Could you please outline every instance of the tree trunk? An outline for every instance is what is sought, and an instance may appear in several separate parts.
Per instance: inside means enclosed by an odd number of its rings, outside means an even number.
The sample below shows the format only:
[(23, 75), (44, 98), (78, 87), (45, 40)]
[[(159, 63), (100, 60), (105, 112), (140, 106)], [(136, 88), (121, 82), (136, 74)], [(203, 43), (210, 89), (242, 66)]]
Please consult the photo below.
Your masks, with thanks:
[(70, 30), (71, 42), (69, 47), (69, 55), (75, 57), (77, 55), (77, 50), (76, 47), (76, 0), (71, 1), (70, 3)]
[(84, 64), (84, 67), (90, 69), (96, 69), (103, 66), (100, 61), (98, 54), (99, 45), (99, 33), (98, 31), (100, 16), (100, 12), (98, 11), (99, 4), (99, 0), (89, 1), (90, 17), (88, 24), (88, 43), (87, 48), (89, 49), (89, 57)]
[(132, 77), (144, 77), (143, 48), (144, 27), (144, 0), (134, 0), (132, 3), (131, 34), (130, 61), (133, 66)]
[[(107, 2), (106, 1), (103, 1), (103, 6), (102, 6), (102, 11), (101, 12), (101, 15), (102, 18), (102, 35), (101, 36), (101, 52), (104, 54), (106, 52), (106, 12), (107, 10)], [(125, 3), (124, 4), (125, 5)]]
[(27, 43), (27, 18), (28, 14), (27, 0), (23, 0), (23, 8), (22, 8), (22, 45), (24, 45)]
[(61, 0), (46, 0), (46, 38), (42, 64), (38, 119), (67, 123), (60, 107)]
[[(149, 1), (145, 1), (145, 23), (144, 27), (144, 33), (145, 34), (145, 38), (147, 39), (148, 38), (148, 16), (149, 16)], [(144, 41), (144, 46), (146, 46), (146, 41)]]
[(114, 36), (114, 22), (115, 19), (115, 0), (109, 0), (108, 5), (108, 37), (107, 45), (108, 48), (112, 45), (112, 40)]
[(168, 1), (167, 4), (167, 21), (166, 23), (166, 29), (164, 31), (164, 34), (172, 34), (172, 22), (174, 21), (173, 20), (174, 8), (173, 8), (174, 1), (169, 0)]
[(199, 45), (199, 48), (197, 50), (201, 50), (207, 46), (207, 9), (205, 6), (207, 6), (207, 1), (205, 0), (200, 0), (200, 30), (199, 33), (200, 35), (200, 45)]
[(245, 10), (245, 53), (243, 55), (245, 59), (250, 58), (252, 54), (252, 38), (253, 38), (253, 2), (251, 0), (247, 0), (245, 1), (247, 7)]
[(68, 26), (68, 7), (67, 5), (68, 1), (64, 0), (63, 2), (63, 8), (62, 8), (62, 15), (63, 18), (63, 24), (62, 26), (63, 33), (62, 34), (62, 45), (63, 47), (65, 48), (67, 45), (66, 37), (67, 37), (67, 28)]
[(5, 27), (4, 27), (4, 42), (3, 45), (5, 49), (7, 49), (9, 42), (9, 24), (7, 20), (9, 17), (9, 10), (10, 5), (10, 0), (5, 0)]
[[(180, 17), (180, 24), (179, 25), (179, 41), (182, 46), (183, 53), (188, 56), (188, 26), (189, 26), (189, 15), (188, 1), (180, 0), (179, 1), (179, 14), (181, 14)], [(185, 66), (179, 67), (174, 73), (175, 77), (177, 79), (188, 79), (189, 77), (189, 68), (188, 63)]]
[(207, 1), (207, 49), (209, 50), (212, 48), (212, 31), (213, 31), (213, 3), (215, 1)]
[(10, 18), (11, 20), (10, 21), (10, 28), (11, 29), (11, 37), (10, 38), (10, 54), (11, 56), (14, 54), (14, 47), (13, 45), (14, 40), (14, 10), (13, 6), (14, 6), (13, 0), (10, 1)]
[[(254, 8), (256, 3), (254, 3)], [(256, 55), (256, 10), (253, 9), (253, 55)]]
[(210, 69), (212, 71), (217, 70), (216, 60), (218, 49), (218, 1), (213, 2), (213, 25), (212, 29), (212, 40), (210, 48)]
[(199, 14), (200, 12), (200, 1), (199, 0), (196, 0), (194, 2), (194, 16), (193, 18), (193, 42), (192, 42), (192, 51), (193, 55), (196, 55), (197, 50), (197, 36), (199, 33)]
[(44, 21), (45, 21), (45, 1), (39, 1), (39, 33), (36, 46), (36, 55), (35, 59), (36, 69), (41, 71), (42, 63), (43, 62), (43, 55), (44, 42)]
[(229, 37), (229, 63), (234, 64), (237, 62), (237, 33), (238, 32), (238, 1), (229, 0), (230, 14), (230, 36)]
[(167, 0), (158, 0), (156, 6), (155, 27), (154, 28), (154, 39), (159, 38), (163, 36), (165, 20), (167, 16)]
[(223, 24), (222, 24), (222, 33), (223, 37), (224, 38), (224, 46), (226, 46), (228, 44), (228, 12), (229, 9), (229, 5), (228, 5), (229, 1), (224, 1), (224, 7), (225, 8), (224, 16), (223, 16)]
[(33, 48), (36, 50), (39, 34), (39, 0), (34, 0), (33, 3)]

━━━━━━

Task statement: Reproduce the data word for word, starting at its first line and ending with the line that contains "[(23, 75), (44, 98), (78, 87), (45, 40)]", including that line.

Written solution:
Could you please outline every instance of the tree trunk? An outline for every instance is what is sought, and an instance may appear in several separate parts.
Per instance: inside means enclosed by an odd number of its rings, outside means an even number.
The sample below shows the format only:
[(23, 75), (44, 98), (78, 87), (45, 40)]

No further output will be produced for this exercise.